EXERCISE AIM: Where the listing shows an image, skip it and output all other material unchanged.

WORKING DATA:
[Start of Attachment]
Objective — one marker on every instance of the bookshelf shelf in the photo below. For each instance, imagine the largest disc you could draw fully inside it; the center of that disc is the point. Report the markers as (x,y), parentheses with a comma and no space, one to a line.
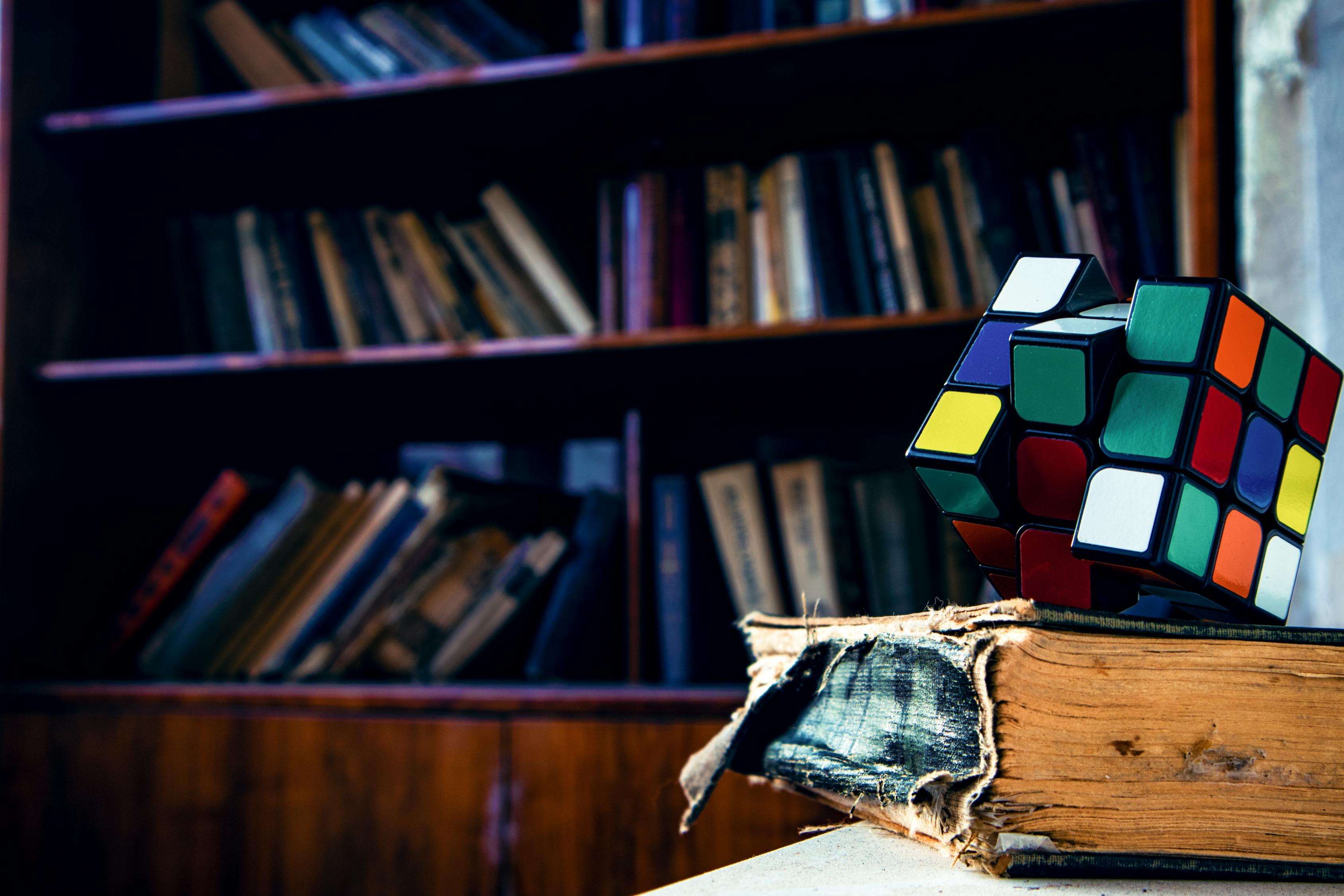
(600,111)
(610,64)
(681,339)
(487,699)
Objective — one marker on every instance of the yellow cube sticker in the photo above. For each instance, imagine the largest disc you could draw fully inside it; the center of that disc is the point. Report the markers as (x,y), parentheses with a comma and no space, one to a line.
(1297,489)
(960,422)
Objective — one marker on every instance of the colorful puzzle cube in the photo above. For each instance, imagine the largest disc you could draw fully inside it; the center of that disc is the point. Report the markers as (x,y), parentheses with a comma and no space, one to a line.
(1088,448)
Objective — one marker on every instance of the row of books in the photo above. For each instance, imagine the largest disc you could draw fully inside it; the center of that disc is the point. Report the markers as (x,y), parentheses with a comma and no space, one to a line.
(380,43)
(505,562)
(874,230)
(400,39)
(279,281)
(389,579)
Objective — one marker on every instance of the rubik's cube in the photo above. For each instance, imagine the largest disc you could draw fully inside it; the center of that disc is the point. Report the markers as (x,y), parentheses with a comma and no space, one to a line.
(1089,450)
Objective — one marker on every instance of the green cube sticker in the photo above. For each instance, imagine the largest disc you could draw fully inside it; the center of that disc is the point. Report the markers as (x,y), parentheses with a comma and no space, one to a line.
(1050,385)
(1146,416)
(1280,373)
(959,493)
(1194,530)
(1166,323)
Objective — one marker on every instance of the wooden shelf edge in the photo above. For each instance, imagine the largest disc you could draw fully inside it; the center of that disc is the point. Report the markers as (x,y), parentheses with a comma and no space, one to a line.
(549,66)
(481,699)
(434,352)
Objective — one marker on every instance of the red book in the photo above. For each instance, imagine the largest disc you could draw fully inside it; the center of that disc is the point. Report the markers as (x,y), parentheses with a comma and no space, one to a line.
(197,538)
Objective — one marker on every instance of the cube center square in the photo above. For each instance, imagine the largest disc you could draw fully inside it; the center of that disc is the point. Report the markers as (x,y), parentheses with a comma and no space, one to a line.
(1217,436)
(1035,285)
(1257,469)
(1120,510)
(1167,323)
(1050,385)
(1146,416)
(986,362)
(1051,476)
(1090,450)
(960,422)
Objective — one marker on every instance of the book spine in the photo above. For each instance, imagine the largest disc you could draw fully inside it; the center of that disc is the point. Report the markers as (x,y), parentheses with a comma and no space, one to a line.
(593,19)
(1065,213)
(295,328)
(395,33)
(898,222)
(495,300)
(609,256)
(437,31)
(861,277)
(331,269)
(877,238)
(742,536)
(682,252)
(653,244)
(765,299)
(800,503)
(366,291)
(803,293)
(206,522)
(222,284)
(248,47)
(441,299)
(538,260)
(261,305)
(965,206)
(322,43)
(729,245)
(381,61)
(635,264)
(948,211)
(826,234)
(771,205)
(393,268)
(681,19)
(632,23)
(674,591)
(933,233)
(1103,179)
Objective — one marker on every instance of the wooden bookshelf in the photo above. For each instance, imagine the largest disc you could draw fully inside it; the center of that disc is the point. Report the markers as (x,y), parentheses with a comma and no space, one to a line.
(616,347)
(110,425)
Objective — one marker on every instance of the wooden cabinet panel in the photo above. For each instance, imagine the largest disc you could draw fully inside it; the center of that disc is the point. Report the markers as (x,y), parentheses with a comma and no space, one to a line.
(596,809)
(203,805)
[End of Attachment]
YOUR SOLUTION:
Objective — one marker on every instance of the bookshelf shelf in the photo below. For each instance, imagine the largest disc you could draw fully inside it; the center of that disc is the point. Report the markers as (x,y), parentheses with a comma and no space, one to a line.
(600,111)
(610,64)
(681,339)
(487,699)
Objective — one marker on every instance of the yellow cube sticker in the photo above. For each instance, imagine the largest disc you could draw fully inside it; the center of that disc is the point. Report the markers as (x,y), parentheses with a comma and no space, one to a line.
(1297,489)
(960,422)
Objective — one marker on every instance of the colorful puzzle cube in the photo above. For each instance, imagine the largest disc you could draw fully inside it; the center of that disc is the point. Report the markers as (x,y), parentheses with a comma and no space, one to a line.
(1088,448)
Objective — one marker on every instance of the row of books in the photo above. For each instance, imagine the largest disc you could draw fully inside it; the center of that disc is the point. Report the markers as (x,y), parentheses with a comma and no space, one to a line.
(380,43)
(505,562)
(874,230)
(400,39)
(279,281)
(389,579)
Objective — one marker on every instance of the rubik's cube in the photo above. For each instance, imagine the largest disc you could draw fully inside it; the center of that disc is the point. Report the markers as (x,y), parentheses with a comma and no space, one to a line.
(1089,450)
Objective — one marker on every instance of the green cube sticker in the photo above. For each instance, imagine the largest disc you could draw fully inside it; the center of that disc is the point. Report the markers as (x,y), parentheses with a comma and no space, one to a line.
(1050,385)
(1146,416)
(1280,373)
(959,493)
(1194,530)
(1166,323)
Objective — one marker on every instance of the wooden shelf edge in the photo above. For each instance, imagine the largest disc you could draw fully inside it; the center of that disc is the point. Report the markers as (x,y), parentheses with a comma and no space, one to a line.
(549,66)
(481,699)
(434,352)
Objective — one marker on every instance of the red book in the photo above. For each instance, imagine the largest disc you could draw fully inside it; the center of that disc is the point. Report the markers as (x,y), parentheses with a comma and no space, one to a line.
(197,538)
Objective — one marker on every instance of the cube center square in the photo above. For each instance, imagine the largest disc you could draw fully inside it; the center of that disc is the point. Report the markers as (x,y), parentheses with a comma and no space, one to a line.
(1217,436)
(1035,285)
(1257,469)
(1120,510)
(1167,323)
(1050,385)
(1146,416)
(986,362)
(1051,476)
(1090,450)
(960,422)
Objective — one marker on every instance of the book spine in the photo above. For each instance, imagine the largest disc you could draw fully inside it; the center of that disc is the point. Report the markers as (x,y), parentheses with a comma and no space, one to a line.
(593,19)
(1065,213)
(295,328)
(395,33)
(898,222)
(495,300)
(609,256)
(437,31)
(861,277)
(331,269)
(877,238)
(742,536)
(682,252)
(653,244)
(765,299)
(800,503)
(366,291)
(803,293)
(206,522)
(222,284)
(248,47)
(441,299)
(538,260)
(261,305)
(965,206)
(322,43)
(729,245)
(381,61)
(635,264)
(948,211)
(826,234)
(771,205)
(393,268)
(681,19)
(632,23)
(674,591)
(933,233)
(1103,179)
Objective — one marker on every instance of the wooden bookshelf in the photo above. For each instance, imagine the largest disc you could draw fully inside it; the center of that disc is the point. Report the markers as (x,y), parentheses with a comma and no space, one to a line.
(616,347)
(110,425)
Objective — one marker on every instance of the wooden cabinet panel in the photo above. For each instance, imagine the largest disc you could draw fully inside it; the center of that disc is the point. Report the markers as (x,y), parentheses with a comma and no space, one to a line.
(596,809)
(203,805)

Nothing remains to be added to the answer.